## PROBLEM REQUIREMENTS
The answer must be every line of the records below that contains the word "throw", copied out.

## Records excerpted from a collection
◆ ◆ ◆ ◆ ◆

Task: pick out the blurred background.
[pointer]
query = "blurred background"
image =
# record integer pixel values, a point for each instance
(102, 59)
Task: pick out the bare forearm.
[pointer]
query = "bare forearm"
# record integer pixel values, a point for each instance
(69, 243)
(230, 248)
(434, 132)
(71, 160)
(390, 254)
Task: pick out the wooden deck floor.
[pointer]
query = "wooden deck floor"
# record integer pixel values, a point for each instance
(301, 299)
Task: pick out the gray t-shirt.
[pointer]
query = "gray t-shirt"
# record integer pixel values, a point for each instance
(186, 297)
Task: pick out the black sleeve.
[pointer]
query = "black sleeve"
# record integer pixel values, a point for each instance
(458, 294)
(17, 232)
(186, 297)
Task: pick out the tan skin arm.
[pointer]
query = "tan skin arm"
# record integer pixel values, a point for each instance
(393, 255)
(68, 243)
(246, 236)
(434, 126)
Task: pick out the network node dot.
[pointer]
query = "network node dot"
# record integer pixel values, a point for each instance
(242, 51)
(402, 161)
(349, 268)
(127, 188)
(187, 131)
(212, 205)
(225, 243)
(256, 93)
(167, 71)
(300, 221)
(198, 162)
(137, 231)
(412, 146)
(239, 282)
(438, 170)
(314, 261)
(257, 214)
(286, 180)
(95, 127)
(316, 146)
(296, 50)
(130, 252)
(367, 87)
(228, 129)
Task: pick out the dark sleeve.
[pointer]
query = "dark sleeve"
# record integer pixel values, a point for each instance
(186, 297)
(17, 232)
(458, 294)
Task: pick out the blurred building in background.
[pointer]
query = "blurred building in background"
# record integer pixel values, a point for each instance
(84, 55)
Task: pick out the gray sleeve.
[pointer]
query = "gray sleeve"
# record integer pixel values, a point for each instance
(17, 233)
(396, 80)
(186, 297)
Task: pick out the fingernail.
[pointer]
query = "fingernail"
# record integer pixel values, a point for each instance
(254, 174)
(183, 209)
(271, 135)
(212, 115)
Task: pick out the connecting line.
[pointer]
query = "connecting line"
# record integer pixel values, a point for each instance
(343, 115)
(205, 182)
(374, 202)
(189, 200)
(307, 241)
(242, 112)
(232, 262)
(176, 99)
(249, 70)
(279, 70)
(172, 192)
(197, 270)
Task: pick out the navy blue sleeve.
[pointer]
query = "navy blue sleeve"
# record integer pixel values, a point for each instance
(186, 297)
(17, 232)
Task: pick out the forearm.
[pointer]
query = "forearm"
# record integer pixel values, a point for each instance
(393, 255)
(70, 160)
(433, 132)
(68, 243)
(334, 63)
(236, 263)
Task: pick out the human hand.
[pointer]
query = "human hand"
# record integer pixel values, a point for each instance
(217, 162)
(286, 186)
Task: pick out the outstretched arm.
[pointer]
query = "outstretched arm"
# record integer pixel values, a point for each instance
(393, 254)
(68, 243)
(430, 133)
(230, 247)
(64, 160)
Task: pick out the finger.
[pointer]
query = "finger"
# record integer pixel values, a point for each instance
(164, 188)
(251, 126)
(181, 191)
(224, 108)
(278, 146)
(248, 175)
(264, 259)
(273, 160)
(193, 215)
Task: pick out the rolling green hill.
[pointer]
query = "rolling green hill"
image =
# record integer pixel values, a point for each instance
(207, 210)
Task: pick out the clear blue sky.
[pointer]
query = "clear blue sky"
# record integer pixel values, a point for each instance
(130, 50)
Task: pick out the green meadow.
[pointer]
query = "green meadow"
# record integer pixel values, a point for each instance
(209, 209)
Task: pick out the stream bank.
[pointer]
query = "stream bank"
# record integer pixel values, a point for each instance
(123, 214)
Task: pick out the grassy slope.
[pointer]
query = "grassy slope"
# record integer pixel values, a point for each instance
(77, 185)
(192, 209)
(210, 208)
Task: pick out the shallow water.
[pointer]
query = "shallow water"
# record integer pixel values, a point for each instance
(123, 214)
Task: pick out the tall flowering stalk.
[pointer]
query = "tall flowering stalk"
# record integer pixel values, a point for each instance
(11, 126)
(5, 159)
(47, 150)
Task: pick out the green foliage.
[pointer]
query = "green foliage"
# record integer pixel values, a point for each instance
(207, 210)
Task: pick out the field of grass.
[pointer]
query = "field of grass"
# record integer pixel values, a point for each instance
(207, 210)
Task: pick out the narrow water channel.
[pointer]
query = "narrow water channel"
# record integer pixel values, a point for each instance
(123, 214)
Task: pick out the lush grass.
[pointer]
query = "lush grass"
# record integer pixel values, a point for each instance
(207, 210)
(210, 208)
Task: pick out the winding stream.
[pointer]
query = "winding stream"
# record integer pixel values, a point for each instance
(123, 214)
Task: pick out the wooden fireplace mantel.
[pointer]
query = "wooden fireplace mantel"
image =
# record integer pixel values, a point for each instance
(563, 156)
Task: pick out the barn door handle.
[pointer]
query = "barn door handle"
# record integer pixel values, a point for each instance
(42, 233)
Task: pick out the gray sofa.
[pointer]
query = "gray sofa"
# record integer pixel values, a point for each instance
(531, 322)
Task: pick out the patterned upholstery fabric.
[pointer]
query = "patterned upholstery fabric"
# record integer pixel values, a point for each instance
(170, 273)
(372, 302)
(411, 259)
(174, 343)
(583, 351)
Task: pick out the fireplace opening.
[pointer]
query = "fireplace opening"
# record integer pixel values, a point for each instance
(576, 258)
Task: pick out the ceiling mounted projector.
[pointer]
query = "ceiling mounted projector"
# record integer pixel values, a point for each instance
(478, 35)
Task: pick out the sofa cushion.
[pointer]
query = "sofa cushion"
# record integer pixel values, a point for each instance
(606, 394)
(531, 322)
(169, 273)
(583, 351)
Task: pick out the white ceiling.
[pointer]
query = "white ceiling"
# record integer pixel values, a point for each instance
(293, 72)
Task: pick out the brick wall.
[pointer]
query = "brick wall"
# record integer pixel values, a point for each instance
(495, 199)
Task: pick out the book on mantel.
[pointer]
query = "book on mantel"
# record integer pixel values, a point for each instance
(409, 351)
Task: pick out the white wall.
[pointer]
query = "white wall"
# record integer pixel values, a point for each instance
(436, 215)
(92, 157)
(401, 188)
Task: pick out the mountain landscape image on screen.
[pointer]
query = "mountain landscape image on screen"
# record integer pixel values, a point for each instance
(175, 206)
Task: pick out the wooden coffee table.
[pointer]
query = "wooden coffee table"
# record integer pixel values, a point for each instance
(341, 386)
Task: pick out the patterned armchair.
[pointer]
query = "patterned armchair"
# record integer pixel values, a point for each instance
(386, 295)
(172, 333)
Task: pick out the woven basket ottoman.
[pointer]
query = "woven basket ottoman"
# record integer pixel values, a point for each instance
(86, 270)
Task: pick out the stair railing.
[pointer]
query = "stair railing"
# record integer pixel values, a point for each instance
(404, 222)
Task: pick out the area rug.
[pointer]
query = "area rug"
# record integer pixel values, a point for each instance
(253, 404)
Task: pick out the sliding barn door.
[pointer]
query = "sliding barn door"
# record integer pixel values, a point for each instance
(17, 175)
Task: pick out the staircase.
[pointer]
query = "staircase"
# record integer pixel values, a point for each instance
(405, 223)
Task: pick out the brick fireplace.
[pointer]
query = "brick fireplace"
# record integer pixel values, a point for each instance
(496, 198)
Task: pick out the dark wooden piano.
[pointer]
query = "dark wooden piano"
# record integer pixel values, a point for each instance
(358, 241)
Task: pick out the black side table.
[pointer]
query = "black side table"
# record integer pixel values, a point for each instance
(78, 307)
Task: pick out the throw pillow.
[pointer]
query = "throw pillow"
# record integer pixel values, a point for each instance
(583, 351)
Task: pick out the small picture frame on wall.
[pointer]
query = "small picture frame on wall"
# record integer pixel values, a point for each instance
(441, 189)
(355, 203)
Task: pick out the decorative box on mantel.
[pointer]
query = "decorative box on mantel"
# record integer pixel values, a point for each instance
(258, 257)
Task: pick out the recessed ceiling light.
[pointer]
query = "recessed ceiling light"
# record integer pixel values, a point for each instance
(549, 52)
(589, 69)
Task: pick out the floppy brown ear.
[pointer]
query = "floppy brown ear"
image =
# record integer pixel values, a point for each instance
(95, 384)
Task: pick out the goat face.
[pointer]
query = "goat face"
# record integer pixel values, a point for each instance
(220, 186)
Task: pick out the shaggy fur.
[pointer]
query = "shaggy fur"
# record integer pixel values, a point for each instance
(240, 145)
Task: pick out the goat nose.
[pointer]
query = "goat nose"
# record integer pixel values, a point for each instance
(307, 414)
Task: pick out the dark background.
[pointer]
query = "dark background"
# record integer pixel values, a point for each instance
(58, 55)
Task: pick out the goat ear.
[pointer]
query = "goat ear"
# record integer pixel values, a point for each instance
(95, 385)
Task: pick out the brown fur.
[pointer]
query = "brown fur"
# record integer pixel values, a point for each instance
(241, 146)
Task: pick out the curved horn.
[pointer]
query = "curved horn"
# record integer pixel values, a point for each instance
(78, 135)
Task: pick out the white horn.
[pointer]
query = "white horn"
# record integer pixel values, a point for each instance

◆ ◆ ◆ ◆ ◆

## ANSWER SPACE
Task: pick out the throw pillow.
query = "throw pillow"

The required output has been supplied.